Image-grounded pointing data
= = =

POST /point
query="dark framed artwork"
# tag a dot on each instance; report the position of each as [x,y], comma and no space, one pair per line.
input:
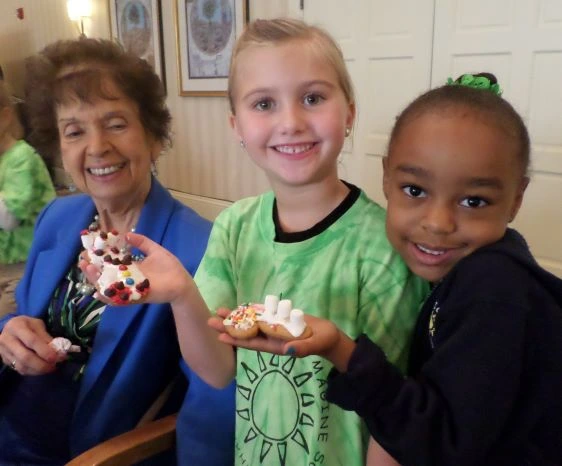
[137,24]
[206,31]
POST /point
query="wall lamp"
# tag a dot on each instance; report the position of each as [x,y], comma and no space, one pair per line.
[78,10]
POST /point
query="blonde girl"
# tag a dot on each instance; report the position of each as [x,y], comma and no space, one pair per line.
[313,238]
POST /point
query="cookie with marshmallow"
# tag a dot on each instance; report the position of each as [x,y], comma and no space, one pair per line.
[280,320]
[121,281]
[242,322]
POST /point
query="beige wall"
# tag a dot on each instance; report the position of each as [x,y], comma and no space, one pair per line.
[44,21]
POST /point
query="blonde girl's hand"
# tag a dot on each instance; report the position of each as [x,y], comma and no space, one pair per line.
[24,346]
[167,276]
[323,341]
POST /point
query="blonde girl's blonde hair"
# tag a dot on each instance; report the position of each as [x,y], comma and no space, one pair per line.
[15,128]
[278,31]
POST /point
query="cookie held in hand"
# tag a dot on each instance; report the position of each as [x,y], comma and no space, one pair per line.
[242,322]
[121,281]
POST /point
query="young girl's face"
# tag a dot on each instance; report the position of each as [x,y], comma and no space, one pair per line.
[291,113]
[453,183]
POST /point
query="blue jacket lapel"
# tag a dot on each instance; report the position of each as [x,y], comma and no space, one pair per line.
[115,321]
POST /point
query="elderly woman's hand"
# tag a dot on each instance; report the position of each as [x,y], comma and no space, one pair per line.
[169,280]
[24,346]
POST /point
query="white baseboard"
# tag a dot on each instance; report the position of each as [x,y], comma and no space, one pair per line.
[205,206]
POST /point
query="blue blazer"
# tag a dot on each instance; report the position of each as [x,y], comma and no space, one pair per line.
[135,353]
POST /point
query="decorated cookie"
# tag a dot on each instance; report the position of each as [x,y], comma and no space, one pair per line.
[242,322]
[121,280]
[63,345]
[280,320]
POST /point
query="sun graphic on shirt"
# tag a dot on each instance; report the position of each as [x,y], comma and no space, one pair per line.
[274,438]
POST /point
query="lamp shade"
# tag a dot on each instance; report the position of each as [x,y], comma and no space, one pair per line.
[78,9]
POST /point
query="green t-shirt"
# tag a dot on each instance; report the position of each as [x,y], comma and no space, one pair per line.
[347,273]
[25,188]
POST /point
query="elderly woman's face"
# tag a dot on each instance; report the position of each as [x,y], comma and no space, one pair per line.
[105,148]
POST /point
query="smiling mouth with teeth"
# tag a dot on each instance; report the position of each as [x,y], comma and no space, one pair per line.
[105,170]
[294,149]
[433,252]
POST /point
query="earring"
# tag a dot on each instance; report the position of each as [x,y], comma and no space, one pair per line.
[153,169]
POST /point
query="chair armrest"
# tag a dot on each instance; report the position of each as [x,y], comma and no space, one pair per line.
[133,446]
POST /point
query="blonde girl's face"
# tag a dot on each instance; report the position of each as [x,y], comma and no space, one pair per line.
[291,113]
[453,183]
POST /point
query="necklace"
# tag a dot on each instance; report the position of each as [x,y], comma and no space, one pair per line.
[94,241]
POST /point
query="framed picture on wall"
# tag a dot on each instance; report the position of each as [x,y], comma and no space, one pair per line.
[205,34]
[137,25]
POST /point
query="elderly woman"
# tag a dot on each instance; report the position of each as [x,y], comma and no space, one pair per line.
[104,110]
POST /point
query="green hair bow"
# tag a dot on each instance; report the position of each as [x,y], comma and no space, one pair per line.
[476,82]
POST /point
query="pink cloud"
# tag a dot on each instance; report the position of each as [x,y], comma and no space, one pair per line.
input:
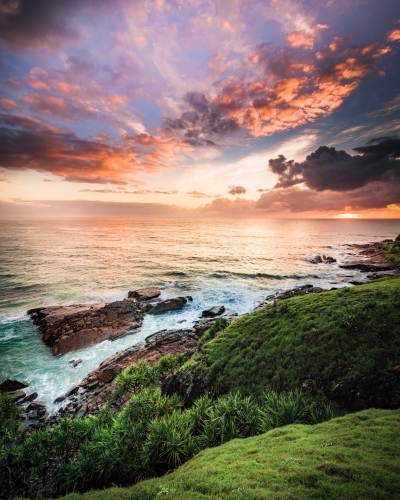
[8,104]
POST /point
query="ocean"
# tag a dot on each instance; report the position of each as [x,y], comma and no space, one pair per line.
[230,262]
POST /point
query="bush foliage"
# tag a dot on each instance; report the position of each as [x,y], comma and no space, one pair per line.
[151,435]
[357,328]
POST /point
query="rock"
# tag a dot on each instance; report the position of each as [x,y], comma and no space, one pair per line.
[17,395]
[30,397]
[37,405]
[75,362]
[214,311]
[82,411]
[168,305]
[69,328]
[300,290]
[13,385]
[74,390]
[148,293]
[59,399]
[189,385]
[316,260]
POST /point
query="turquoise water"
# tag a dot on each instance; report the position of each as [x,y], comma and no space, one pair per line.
[231,262]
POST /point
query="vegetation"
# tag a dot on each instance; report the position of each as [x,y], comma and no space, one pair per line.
[151,435]
[351,457]
[392,253]
[256,362]
[355,327]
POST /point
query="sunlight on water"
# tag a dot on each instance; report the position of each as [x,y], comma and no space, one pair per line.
[234,263]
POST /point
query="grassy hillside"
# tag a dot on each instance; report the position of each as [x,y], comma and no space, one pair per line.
[392,253]
[355,327]
[351,457]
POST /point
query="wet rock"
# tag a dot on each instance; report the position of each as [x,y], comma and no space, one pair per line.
[189,385]
[30,397]
[74,390]
[75,362]
[214,311]
[168,305]
[82,411]
[59,399]
[37,405]
[69,328]
[17,395]
[328,260]
[148,293]
[13,385]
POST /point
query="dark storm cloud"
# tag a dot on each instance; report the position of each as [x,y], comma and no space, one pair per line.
[293,199]
[335,170]
[202,122]
[33,23]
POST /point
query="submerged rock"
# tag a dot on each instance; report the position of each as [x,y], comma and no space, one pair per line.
[69,328]
[12,385]
[214,311]
[148,293]
[168,305]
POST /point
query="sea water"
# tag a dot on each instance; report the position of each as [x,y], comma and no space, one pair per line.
[230,262]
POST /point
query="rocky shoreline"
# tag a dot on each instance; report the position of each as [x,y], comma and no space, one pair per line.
[67,328]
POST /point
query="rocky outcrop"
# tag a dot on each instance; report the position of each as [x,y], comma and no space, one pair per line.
[214,311]
[174,304]
[326,259]
[148,293]
[189,385]
[68,328]
[376,390]
[294,292]
[368,257]
[12,385]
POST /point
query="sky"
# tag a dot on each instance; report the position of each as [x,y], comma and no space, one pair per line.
[200,108]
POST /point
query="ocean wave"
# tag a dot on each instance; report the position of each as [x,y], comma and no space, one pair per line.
[279,277]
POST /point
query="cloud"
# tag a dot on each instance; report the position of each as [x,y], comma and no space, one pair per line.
[27,144]
[394,35]
[86,208]
[57,107]
[331,169]
[34,24]
[293,87]
[376,195]
[198,194]
[236,190]
[202,122]
[139,191]
[8,104]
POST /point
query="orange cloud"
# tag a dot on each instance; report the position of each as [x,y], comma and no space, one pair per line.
[394,35]
[8,104]
[294,91]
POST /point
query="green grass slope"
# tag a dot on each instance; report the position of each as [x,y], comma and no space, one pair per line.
[352,457]
[392,253]
[356,328]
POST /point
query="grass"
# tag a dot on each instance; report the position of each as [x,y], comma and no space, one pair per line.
[351,457]
[392,253]
[357,327]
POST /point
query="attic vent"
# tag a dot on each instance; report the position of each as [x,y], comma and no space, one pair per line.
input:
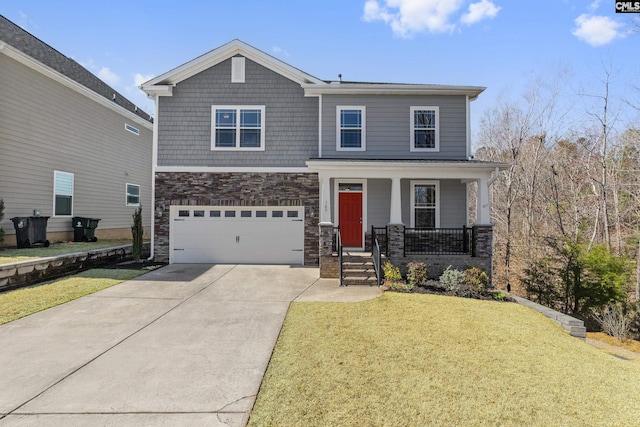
[237,69]
[131,129]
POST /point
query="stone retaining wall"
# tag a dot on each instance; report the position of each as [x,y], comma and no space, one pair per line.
[38,270]
[573,326]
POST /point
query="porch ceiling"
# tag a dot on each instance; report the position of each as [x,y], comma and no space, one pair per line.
[423,169]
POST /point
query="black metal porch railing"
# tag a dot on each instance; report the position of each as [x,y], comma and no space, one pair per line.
[376,250]
[438,241]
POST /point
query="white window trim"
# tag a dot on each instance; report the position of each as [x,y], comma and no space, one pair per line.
[413,200]
[412,146]
[237,108]
[127,194]
[55,192]
[336,203]
[363,145]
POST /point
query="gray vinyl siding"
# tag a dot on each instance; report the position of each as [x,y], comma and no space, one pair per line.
[388,126]
[184,119]
[453,203]
[378,202]
[45,126]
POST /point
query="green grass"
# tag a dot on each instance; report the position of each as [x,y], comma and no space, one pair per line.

= = =

*Activity:*
Each line holding "blue" in the records should be copied out.

*Solution below:*
query="blue jacket lapel"
query="blue blazer"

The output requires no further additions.